Task statement: Return every line in the records below that contains the word "dark", matching case exactly.

─── Extracted material ───

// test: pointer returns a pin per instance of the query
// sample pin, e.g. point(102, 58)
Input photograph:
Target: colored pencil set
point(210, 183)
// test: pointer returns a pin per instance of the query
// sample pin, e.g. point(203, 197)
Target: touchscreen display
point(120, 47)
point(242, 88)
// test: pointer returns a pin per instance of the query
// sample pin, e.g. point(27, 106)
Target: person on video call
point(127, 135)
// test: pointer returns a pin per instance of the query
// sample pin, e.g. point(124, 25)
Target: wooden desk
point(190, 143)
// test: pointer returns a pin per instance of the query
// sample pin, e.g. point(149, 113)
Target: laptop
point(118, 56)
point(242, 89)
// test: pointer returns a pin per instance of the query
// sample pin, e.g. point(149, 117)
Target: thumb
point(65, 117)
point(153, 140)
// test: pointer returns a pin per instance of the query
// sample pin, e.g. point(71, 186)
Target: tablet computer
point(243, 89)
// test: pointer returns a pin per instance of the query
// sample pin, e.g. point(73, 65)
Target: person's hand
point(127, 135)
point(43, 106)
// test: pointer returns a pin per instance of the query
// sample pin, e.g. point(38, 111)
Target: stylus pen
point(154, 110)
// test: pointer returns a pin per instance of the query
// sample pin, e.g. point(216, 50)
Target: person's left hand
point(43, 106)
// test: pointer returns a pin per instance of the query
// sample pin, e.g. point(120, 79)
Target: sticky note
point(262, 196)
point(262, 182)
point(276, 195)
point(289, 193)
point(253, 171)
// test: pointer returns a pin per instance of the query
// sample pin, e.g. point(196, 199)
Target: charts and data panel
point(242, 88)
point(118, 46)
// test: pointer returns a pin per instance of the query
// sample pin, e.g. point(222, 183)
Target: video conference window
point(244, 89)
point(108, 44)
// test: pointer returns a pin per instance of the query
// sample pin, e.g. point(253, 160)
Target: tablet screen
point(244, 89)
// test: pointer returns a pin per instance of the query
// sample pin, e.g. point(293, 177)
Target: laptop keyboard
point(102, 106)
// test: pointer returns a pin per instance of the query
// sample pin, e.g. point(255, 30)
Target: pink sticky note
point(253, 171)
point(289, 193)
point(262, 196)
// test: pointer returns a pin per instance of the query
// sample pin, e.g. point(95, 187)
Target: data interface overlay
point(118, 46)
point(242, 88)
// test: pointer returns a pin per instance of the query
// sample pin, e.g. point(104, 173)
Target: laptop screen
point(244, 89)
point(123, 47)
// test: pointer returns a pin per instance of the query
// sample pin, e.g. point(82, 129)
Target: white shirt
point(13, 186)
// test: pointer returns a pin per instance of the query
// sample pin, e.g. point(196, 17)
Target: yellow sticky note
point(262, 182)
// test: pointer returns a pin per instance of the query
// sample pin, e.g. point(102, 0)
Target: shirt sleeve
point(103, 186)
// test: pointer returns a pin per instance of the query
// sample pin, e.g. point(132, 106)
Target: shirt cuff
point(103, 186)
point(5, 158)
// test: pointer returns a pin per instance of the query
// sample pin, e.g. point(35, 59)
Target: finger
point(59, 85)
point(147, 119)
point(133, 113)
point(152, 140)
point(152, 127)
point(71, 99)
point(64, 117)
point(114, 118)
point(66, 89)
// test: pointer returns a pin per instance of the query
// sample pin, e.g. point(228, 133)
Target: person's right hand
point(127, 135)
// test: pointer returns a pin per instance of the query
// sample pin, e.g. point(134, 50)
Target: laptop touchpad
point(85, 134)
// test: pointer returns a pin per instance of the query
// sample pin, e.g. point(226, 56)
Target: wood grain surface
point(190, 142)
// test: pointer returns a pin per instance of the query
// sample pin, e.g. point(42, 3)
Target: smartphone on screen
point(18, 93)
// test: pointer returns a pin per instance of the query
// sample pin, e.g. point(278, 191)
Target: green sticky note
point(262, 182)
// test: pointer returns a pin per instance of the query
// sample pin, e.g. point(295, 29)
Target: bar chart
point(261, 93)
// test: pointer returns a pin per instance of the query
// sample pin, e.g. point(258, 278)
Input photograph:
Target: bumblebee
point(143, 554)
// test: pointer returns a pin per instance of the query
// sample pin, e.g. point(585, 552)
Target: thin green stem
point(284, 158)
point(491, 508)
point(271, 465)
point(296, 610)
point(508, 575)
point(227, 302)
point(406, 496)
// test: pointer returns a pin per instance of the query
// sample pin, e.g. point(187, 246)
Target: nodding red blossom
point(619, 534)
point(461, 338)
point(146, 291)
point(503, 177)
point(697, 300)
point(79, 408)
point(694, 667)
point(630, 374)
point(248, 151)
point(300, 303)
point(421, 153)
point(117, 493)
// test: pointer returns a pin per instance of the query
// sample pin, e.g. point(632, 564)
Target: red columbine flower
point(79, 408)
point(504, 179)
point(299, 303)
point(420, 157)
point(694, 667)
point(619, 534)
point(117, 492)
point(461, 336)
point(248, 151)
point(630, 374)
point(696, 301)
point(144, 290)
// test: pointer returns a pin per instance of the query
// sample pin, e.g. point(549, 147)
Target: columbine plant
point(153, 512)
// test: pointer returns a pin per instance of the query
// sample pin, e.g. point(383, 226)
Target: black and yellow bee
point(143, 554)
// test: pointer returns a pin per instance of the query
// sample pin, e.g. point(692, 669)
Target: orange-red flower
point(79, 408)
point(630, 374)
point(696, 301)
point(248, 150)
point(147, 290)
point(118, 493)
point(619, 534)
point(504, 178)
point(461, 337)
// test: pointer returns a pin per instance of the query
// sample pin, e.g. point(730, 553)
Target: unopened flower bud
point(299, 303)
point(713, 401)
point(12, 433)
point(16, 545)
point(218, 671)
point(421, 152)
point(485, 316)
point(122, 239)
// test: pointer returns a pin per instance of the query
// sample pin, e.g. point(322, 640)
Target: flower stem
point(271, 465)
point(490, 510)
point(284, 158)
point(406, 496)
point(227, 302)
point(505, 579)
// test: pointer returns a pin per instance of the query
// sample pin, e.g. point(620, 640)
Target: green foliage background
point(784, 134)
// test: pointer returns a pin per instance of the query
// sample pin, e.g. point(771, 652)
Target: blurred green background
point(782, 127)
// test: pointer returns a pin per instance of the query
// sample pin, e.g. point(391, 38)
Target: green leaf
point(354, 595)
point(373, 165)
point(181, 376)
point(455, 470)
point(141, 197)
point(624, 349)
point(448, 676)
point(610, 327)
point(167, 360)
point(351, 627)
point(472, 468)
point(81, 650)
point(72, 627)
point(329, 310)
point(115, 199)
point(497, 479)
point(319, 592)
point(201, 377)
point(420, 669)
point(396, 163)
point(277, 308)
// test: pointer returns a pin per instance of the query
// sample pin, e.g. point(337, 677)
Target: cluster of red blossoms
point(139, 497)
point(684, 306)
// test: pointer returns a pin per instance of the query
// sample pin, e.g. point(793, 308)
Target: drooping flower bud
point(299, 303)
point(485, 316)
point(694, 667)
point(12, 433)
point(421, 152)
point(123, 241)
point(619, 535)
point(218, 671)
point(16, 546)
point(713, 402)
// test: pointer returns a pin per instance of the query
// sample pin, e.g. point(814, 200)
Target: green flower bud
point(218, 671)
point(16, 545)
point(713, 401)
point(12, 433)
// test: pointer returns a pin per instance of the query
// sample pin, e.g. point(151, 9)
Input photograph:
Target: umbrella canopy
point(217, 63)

───
─── Extracted material ───

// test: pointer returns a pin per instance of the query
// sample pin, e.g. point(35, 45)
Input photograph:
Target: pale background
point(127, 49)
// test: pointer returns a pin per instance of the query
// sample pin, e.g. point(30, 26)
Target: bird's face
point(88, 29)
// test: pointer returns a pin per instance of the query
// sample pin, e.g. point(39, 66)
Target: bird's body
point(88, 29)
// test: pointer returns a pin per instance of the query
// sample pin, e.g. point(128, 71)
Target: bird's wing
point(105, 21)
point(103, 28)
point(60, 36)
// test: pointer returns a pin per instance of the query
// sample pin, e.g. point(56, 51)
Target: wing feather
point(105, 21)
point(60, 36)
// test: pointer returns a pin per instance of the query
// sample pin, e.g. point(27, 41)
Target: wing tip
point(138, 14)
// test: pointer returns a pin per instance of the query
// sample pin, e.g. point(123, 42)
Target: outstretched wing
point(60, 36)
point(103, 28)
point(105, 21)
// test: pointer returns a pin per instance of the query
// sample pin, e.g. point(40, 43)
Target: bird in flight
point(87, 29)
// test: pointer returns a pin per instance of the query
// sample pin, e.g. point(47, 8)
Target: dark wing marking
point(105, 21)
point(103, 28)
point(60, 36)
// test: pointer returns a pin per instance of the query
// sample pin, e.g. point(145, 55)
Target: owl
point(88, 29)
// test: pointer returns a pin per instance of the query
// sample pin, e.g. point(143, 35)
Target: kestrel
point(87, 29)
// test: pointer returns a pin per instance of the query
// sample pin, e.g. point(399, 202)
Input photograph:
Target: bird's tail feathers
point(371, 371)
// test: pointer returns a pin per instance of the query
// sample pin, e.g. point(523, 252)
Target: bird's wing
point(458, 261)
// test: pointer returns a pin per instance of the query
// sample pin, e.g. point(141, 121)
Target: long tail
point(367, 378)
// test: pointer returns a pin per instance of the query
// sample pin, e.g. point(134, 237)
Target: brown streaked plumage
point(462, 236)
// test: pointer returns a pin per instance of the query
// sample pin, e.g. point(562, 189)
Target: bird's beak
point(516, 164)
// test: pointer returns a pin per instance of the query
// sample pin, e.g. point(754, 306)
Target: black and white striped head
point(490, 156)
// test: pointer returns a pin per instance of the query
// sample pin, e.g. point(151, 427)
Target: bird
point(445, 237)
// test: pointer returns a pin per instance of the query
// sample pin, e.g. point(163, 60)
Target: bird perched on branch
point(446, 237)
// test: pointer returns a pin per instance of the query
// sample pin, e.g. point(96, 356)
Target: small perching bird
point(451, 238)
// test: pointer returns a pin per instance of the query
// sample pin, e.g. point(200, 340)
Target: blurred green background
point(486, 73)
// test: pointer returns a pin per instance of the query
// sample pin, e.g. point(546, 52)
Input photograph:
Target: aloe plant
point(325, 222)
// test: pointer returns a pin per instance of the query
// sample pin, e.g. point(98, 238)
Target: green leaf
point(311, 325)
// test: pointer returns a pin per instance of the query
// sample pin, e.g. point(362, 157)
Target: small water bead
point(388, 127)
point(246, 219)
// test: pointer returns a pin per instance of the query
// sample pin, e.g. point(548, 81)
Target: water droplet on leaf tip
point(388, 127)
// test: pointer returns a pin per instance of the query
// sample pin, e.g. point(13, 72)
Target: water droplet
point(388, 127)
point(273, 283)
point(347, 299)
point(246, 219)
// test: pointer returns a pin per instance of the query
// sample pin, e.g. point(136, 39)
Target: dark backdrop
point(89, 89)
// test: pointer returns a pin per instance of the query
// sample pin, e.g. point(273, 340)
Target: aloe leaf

───
─── Extracted material ───

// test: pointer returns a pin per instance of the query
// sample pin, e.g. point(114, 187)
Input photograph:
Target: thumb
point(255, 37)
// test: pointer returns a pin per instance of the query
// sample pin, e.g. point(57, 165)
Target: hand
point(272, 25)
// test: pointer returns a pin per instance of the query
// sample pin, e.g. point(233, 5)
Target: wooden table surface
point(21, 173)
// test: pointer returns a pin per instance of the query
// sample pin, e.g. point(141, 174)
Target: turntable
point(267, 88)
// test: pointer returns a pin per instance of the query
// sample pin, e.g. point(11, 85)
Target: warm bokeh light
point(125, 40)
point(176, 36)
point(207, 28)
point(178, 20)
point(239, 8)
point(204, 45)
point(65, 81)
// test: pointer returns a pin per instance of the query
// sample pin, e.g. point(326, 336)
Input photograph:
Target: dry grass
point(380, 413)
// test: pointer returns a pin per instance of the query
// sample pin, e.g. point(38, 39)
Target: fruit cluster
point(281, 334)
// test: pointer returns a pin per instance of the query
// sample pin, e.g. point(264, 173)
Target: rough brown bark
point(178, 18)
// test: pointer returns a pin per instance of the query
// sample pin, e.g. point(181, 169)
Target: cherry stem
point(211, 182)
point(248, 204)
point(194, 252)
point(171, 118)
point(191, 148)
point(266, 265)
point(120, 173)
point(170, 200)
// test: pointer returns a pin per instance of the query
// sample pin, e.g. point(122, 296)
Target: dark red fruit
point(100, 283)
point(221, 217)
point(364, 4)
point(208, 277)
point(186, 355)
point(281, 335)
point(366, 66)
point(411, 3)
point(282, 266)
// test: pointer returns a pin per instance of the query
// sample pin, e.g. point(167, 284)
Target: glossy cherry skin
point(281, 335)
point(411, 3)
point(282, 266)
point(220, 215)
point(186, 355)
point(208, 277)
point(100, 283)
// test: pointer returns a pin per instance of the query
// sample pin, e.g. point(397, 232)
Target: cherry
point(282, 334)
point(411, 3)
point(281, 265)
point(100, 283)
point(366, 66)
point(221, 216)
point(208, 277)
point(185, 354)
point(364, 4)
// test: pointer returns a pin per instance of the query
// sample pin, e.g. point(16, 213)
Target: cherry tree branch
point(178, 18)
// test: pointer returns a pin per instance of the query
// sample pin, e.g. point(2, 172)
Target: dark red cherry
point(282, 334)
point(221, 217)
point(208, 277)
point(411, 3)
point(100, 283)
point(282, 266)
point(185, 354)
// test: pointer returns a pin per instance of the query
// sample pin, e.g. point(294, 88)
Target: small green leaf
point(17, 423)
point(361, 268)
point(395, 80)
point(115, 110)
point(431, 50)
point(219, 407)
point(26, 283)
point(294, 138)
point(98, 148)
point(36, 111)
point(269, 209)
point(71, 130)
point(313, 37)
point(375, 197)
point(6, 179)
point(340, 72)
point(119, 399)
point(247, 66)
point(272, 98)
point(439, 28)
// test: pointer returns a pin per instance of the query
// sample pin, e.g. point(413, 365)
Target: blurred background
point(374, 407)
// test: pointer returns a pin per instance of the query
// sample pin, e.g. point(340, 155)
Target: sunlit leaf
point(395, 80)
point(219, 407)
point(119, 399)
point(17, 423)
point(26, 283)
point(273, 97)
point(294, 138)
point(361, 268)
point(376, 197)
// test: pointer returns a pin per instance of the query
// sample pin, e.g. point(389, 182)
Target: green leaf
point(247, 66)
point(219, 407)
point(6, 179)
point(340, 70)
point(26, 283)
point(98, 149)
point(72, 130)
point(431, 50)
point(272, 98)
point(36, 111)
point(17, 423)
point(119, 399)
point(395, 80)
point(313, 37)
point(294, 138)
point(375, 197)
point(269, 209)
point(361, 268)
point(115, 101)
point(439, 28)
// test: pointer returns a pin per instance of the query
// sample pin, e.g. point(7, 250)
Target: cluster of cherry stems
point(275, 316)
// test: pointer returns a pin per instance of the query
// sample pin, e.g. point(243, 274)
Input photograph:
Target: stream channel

───

Worked solution:
Target: dark wing marking
Target: dark backdrop
Target: dark red fruit
Target: dark red cherry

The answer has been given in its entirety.